Text for analysis:
══════════

The strike was so much more straightforward in 1987. I was then a trainee member of the Council of the Irish Medical Organization and our task was to change an overtime rate of half of the hourly rate to one of at least time and a quarter, thereby removing the employer incentive for virtually limitless overtime.
Even in the somewhat less relaxed professional climate of the time, most consultants were sympathetic, the public even more so, and apart from special cases, the strike was all-out for 24 hours – and successful.
Reel on 26 years, and the situation is significantly more challenging. For the junior doctors (termed non-consultant hospital doctors (NCHDs) in the Irish health service, the climate has been progressively soured in the last five years by significant cuts in pay, increases in taxes, removal of a formerly generous CPD allowance which covered diploma fees and more, and major difficulties in getting payment for modest amounts of unrostered overtime in many hospitals.
In addition, failure to implement hospital reforms mooted in successive reports from 1968 to 2003 has left a large number of relatively small hospitals with insufficient staff to implement more humane rosters and provide cover, with consultant numbers thinly dispersed. Increasingly smaller numbers of Irish graduates wished to work in the system, particularly outside the larger urban centres (see more).

══════════

Questions to answer:
1. Reproduce the passage on the doctors' strike between "Even in the" and "in many hospitals.", inclusive.
2. In the passage on the doctors' strike, what overtime rate were doctors paid before the 1987 strike?
The records after the passage on the doctors' strike are separate material and have no connection to it.

══════════

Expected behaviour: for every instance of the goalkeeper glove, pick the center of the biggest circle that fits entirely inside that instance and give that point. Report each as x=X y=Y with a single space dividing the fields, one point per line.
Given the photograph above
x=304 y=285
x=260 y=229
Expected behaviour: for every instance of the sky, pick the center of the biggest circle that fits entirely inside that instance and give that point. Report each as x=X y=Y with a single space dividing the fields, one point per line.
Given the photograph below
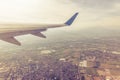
x=92 y=13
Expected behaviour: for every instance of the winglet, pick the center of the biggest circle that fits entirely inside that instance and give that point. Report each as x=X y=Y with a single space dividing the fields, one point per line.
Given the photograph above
x=70 y=21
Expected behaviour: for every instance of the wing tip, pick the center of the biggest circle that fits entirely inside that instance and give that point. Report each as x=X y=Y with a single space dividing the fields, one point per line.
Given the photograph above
x=71 y=20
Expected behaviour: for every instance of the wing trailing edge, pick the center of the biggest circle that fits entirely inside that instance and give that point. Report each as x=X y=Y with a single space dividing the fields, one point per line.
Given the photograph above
x=11 y=40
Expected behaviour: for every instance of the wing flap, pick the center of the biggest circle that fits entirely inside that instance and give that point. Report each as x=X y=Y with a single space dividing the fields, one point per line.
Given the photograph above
x=39 y=35
x=11 y=40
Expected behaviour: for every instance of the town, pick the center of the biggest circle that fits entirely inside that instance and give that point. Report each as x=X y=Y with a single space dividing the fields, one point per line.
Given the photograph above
x=95 y=59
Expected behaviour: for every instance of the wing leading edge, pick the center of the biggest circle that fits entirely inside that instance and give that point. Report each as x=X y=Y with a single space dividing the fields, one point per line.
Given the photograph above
x=9 y=34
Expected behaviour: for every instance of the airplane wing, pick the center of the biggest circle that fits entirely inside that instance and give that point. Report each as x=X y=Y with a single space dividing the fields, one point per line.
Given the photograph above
x=9 y=31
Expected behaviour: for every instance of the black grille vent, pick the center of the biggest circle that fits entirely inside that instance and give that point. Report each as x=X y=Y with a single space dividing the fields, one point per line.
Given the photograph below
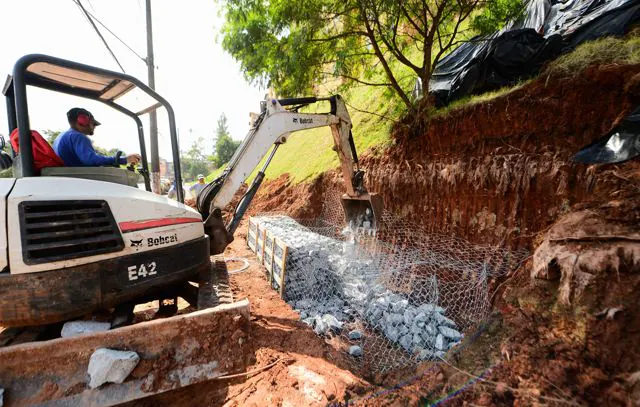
x=60 y=230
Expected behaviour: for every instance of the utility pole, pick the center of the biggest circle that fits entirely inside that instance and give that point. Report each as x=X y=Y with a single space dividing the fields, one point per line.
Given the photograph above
x=153 y=118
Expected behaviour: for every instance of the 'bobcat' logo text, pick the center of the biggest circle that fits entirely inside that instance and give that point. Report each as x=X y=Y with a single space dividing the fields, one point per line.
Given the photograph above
x=161 y=240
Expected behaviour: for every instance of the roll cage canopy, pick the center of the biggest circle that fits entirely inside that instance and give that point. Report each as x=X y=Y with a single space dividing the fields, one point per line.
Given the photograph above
x=73 y=78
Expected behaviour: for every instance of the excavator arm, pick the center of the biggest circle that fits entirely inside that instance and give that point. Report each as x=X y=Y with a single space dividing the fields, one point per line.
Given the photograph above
x=269 y=131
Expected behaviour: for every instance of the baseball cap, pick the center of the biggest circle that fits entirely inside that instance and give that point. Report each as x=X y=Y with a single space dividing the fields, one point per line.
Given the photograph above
x=72 y=115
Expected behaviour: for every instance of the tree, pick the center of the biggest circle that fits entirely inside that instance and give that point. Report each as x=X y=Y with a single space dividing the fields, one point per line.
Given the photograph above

══════════

Your written answers:
1.
Even in the somewhat less relaxed professional climate of the time, most consultants were sympathetic, the public even more so, and apart from special cases, the strike was all-out for 24 hours – and successful.
Reel on 26 years, and the situation is significantly more challenging. For the junior doctors (termed non-consultant hospital doctors (NCHDs) in the Irish health service, the climate has been progressively soured in the last five years by significant cuts in pay, increases in taxes, removal of a formerly generous CPD allowance which covered diploma fees and more, and major difficulties in getting payment for modest amounts of unrostered overtime in many hospitals.

2. Half of the hourly rate.